> **PROBLEM REQUIREMENTS**: Please locate each line in the rows below that contains the word "blurred" and copy those lines.

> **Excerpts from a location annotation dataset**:
## Begin

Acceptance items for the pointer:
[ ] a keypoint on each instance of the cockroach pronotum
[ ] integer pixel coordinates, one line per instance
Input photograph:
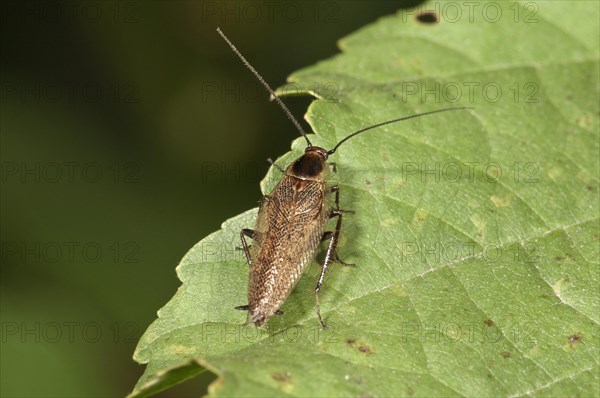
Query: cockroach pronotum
(291, 222)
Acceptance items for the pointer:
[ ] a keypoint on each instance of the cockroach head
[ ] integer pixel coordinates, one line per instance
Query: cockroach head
(311, 164)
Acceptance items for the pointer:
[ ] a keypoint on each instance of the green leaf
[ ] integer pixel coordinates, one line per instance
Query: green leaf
(476, 233)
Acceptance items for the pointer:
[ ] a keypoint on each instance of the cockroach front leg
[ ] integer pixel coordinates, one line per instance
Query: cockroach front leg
(331, 254)
(245, 246)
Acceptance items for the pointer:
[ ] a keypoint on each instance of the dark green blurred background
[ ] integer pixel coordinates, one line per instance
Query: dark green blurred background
(130, 131)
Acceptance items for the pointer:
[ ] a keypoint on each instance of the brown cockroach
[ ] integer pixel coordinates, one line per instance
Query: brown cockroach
(291, 222)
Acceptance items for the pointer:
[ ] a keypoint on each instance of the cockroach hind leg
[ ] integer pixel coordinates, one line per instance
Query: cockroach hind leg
(245, 246)
(319, 308)
(335, 258)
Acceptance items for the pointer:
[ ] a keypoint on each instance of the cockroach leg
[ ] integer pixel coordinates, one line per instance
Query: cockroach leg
(331, 248)
(246, 247)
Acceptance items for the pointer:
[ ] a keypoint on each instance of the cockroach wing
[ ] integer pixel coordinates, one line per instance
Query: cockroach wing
(289, 227)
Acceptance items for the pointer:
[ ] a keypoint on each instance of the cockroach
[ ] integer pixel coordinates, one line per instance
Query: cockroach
(291, 221)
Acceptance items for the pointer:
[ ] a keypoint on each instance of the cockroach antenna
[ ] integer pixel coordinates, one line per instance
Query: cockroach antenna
(331, 151)
(269, 89)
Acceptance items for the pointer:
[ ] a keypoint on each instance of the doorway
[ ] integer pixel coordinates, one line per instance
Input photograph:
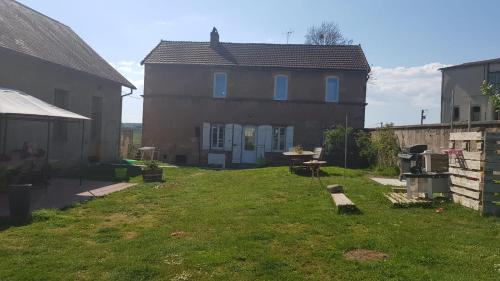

## End

> **EXPECTED OUTPUT**:
[ ] a keypoint on each instance of the dark green blurred background
Query: dark green blurred background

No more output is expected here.